## Start Task material

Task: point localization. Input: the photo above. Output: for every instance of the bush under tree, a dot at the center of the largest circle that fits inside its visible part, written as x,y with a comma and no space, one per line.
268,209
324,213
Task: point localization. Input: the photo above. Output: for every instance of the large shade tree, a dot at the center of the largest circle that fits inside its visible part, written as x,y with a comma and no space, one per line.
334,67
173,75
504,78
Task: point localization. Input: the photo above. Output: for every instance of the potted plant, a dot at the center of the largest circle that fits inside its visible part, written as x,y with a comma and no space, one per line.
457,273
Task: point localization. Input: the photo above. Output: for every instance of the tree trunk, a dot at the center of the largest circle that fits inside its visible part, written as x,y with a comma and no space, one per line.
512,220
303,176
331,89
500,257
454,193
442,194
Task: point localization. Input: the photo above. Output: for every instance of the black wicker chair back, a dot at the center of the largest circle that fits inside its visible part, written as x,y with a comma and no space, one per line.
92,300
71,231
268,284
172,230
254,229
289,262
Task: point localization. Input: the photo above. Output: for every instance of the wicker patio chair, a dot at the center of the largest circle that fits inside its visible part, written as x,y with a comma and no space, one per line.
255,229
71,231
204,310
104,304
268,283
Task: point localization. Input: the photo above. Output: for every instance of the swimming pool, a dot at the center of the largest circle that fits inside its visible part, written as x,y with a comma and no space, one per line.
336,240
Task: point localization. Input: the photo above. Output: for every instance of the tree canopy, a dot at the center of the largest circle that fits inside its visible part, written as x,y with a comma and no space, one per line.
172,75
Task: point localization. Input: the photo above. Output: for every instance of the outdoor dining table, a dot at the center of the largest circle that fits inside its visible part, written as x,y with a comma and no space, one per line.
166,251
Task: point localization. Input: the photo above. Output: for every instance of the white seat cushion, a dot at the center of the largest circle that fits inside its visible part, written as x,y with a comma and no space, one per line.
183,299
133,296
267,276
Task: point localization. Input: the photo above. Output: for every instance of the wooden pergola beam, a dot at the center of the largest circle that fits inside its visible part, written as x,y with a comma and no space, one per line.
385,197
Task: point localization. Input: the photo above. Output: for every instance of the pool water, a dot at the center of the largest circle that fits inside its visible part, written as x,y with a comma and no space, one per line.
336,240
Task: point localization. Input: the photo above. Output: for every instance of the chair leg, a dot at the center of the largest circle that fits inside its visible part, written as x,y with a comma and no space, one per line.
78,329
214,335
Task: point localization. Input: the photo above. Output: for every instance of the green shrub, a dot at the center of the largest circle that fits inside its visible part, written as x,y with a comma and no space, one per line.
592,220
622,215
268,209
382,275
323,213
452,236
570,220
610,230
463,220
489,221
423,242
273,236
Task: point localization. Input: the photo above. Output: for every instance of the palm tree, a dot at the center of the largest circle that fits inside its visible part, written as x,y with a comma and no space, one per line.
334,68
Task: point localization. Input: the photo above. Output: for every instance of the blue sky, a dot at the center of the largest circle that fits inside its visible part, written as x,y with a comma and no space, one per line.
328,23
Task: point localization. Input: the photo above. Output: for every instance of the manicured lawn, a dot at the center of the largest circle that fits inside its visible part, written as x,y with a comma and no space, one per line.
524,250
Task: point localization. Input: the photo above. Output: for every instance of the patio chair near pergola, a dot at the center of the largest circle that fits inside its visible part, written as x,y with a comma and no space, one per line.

## End Task material
## Start Task material

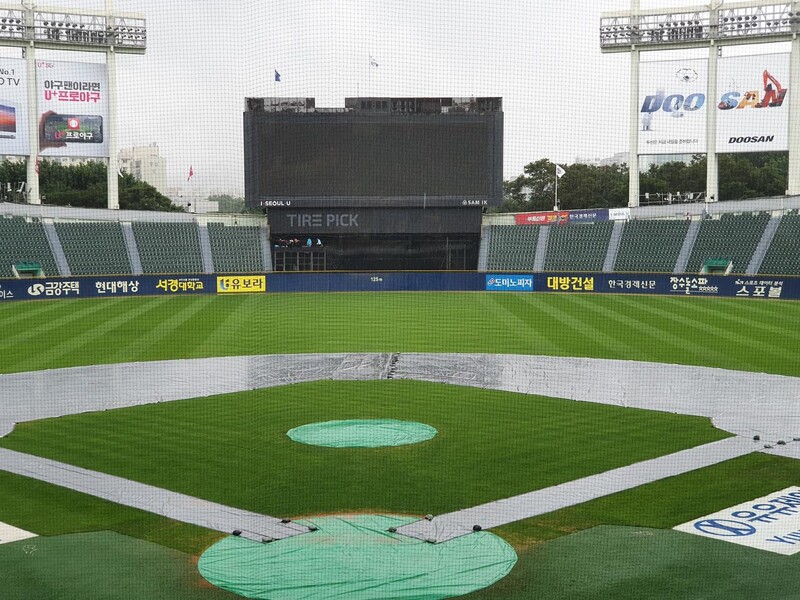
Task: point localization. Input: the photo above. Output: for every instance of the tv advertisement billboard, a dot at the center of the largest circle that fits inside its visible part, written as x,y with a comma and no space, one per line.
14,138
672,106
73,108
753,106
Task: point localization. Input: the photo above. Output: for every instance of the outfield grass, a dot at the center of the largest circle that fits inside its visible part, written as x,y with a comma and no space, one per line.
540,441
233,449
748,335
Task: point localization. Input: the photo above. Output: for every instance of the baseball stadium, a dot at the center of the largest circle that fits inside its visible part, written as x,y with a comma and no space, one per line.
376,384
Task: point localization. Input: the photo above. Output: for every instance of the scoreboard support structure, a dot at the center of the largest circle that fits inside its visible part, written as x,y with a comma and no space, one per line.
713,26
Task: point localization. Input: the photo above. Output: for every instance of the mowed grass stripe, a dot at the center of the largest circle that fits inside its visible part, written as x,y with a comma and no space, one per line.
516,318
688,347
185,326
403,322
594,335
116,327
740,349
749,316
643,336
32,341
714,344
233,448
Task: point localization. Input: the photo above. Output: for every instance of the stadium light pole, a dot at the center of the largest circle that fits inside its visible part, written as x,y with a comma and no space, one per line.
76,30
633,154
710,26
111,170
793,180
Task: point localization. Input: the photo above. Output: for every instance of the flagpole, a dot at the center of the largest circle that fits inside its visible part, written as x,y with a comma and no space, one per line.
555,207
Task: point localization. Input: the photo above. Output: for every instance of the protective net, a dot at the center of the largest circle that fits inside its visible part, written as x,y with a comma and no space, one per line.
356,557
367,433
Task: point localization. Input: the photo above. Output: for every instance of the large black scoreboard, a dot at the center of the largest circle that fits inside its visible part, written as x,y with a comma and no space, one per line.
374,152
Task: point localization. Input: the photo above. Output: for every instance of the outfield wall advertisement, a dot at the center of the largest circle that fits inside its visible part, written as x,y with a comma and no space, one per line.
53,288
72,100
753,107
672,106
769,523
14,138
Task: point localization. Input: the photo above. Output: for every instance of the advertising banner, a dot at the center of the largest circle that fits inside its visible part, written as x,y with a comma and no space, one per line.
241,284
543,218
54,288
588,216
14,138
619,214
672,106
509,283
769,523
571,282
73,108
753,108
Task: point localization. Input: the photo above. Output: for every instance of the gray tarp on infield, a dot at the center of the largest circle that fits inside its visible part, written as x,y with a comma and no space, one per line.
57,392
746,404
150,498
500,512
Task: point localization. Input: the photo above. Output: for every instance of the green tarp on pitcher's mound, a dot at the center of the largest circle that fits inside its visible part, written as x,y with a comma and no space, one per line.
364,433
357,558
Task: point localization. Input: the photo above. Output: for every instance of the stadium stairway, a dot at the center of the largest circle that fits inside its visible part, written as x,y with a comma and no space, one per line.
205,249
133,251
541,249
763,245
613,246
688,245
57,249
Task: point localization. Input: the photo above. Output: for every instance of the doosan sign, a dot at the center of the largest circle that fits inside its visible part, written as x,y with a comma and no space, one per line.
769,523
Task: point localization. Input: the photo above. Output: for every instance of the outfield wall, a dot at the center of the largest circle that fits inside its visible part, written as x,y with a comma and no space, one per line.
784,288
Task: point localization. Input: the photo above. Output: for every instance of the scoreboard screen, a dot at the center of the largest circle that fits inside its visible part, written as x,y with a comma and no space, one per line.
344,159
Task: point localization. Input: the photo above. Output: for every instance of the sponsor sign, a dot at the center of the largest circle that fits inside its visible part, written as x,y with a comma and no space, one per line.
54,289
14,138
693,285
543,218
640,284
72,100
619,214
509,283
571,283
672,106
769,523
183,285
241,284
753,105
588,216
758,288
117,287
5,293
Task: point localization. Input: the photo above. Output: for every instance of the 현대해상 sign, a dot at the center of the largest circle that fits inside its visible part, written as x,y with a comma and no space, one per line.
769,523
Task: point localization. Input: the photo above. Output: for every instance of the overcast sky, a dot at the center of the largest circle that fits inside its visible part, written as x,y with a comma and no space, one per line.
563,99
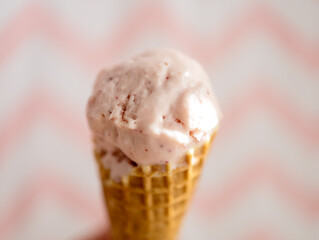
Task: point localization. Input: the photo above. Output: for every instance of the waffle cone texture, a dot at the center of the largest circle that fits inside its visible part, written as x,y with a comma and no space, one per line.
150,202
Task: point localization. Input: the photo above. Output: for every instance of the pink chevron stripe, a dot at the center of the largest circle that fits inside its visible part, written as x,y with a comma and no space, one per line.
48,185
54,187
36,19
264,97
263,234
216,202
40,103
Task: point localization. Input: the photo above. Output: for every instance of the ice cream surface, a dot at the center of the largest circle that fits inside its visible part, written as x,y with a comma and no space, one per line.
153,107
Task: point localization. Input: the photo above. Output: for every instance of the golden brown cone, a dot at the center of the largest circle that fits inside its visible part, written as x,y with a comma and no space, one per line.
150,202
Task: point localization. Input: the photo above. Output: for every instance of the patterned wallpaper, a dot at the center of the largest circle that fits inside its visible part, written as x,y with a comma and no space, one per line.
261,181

## End Task material

Gather every line of the records above that contains the word "cone", and copy each one in full.

> _Completed task_:
Task: point localization. Input: the photo above. Output: for every instance of the waffle cone texture, a dot at the center of the largest circle that fits inside its visible part, written as x,y with a comma and no space, one per line.
Task: point localization. Input: the photo above. Output: for every instance of the golden brown cone, a dot at the center of the largest circle that fits inside its visible part, written as x,y with a comma and no space, one per line.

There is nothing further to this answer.